### ABOUT THIS TASK
Could you filter the material and copy every line where the word "black" occurs?

(DATA FOR PROCESSING)

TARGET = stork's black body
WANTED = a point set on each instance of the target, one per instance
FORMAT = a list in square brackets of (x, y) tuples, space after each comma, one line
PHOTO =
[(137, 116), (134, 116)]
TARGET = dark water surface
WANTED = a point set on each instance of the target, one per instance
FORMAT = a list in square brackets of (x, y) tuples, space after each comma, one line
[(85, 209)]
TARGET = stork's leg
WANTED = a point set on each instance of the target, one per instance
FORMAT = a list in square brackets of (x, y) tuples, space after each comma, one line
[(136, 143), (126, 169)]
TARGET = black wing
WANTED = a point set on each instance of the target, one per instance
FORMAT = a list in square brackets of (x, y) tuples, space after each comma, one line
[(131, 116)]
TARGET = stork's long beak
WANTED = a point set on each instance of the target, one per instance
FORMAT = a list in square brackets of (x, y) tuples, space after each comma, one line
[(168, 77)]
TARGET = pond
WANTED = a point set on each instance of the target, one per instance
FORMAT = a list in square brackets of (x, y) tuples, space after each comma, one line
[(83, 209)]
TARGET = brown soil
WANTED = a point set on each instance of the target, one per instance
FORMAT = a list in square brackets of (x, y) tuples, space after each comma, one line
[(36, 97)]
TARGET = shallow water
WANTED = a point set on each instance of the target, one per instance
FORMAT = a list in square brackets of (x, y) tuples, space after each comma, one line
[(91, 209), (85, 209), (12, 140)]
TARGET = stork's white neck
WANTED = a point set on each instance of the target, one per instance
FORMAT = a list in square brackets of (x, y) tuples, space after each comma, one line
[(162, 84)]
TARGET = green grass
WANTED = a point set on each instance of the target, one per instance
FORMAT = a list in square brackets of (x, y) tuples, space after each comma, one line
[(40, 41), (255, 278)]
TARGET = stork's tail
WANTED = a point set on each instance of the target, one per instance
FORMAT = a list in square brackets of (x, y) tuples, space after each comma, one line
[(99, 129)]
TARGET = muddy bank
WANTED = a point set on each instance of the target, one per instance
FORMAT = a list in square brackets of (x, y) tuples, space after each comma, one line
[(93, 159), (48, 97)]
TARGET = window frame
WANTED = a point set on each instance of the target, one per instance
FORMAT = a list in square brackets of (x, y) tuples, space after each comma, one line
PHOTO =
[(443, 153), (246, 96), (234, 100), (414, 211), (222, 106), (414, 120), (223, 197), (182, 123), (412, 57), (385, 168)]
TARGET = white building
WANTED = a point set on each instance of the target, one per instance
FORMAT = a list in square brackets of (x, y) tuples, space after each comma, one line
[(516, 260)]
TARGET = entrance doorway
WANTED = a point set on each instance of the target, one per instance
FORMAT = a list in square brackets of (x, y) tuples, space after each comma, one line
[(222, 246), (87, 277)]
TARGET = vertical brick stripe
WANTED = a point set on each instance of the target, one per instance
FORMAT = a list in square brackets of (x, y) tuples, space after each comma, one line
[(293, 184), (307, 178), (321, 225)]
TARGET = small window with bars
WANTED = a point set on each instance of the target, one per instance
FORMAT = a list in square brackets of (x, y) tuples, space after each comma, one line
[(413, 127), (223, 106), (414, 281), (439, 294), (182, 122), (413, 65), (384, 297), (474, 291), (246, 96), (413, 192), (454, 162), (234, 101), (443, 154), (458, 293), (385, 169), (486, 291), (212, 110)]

(End DATA FOR PROCESSING)

### THE ANSWER
TARGET = stork's black body
TARGET = black wing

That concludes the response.